## [EXTRACTED TEXT]
On scientific software - a beginning

All the opprobrium for Neil Ferguson’s epidemiological code has got to me. Enough that I’m going to commit myself to a series of blog posts, after a long silence here … (note that I have not committed to the interval period though!)

Of course we should all write great quality software, but that takes time and money, not things on common offer for academics. Contrary to popular opinion, most academics I know work long hours, trying to keep teaching, research funding, and actual¹ research going. Refactoring software can be fairly low on the priority list, although, actually most of us like doing it … (it’s much more fun than marking)!

There is no absolute measure of software quality - really. there is not! Defect density, conformance to norms, matching requirements (there are more, lot’s more, but that’s enough for now): All useful metrics, but quality, like beauty, is in the eye of the beholder. Does he/she/it do it for you? Do you know when to dance, when to trust, and when to ignore? (You can love someone, but have to ignore some things from time to time.)

Just one defect can bring a plane down. Beautiful software can be garbage, and requirements can be insufficient. On the other hand, if you know the software can do a particular job, and you’ve used it for that before, and you’re not taking it out of it’s comfort zone, you can dance, you can trust, and you know what to ignore.

If you write code in a team, then things change a lot: you need to encode your knowledge of defects, you need to communicate with each other via standardised ways of doing things, and you need to keep registers of issues and compliance tests so people know what can and can’t be done. You don’t dance unless you understand the steps, you don’t trust unless you’ve read the testing notes, and you don’t do things outside the spec. You can’t build on sand, you need to see the rocks.

Or do you? I haven’t met a tradesperson, be they plumber, brick-layer, or software engineer, who hasn’t rubbished the foundations upon which they need to build. While it’s hard to be constructive when you think you are building on sand … we all need to remember that bricks can be made of sand … and sometimes we have to trust the structural engineer who said “that’s good enough FOR THAT PURPOSE”.

: It's always a trade-off, but not always obvious what is being traded-off!

Software engineering involves more than just rules, it involves weighing cost against functionality, just like any other type of engineering. We don’t build bridges engineered to carry fully loaded lorries where we want pedestrian bridges.

Much (but not all) scientific coding is often a lonely endeavour. The most likely person to berate you for your lack of coding standards is yourself, six months later, after a term of teaching² and thinking of a million other things. At that point you wish you’d done it right because you have to mentally retrace all those steps. Documentation: In the real academic world, where no one pays you for documentation, documentation is first for yourself, six months later. If you are lucky enough to have a team, then yes, for them too, but first, for yourself! It needs to be good enough for you, and not better than that (at least at first).

Well, OK, about that trust thing? Scientific code is about results. In the first instance it’s simply about results, but soon after, really soon after, it’s “can I believe these?”, “how do I validate them?” and “are these even useful anyway?”. These are the questions you should ask yourself, before anyone else ever gets near it.

Maybe this abstract notion of quality of the code matters for that? Maybe it doesn’t. But the answers to those questions and how you established them, they matter a lot. Maybe they are the questions which tell us more about quality than coding standards?

We’ll come back to this, and the difference between code, parameters, and experiments/usage, because those things matter too!

Replies welcome on twitter (@bnlawrence), but please don’t jump the gun, try and keep to the story so far.

At some point later on this series I’ll explain why I separated software engineering out from actual research (which on the face of it is an indefensible position, and when I get to it, not one I will defend!) ↩
What teaching do you do now Bryan? Well, yes, I know I do bugger-all now, but I do ludicrous amounts of admin, so … ↩

## [MATERIAL PROVIDED]
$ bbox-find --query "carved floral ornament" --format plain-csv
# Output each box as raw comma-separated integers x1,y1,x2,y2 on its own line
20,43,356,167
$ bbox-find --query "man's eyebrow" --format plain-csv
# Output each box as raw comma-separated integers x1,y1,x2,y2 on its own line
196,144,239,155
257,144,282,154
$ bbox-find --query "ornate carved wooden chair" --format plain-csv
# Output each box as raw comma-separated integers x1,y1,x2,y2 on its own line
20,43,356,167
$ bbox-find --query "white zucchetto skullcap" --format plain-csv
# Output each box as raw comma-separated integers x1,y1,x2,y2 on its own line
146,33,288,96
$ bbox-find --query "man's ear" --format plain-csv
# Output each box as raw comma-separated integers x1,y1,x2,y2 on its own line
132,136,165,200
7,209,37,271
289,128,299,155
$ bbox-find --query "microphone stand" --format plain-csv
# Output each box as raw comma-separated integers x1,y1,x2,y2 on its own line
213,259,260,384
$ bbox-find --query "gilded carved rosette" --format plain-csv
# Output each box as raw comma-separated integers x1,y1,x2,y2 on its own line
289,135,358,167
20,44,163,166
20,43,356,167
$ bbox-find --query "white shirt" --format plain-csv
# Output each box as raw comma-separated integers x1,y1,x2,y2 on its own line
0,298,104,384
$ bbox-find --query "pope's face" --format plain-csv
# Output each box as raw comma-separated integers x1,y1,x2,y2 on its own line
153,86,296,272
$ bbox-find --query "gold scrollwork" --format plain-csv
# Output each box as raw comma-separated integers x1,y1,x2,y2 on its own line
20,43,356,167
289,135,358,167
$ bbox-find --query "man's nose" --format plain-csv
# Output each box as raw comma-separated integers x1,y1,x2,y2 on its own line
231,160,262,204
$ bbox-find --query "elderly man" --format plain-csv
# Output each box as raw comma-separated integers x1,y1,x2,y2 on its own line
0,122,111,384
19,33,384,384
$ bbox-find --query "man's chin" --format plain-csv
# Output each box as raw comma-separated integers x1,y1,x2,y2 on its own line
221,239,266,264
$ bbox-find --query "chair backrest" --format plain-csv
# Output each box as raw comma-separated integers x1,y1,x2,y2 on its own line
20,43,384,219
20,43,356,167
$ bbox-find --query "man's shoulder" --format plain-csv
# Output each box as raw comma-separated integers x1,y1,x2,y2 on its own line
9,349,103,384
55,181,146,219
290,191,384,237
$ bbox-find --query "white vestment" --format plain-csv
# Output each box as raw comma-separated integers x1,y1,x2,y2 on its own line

## [REQUIRED WORK]
Reproduce the passage from the blog post on scientific software above, starting at "Well, OK, about" and ending at "than coding standards?".

## [CORRECT RESULT]
Well, OK, about that trust thing? Scientific code is about results. In the first instance it’s simply about results, but soon after, really soon after, it’s “can I believe these?”, “how do I validate them?” and “are these even useful anyway?”. These are the questions you should ask yourself, before anyone else ever gets near it.

Maybe this abstract notion of quality of the code matters for that? Maybe it doesn’t. But the answers to those questions and how you established them, they matter a lot. Maybe they are the questions which tell us more about quality than coding standards?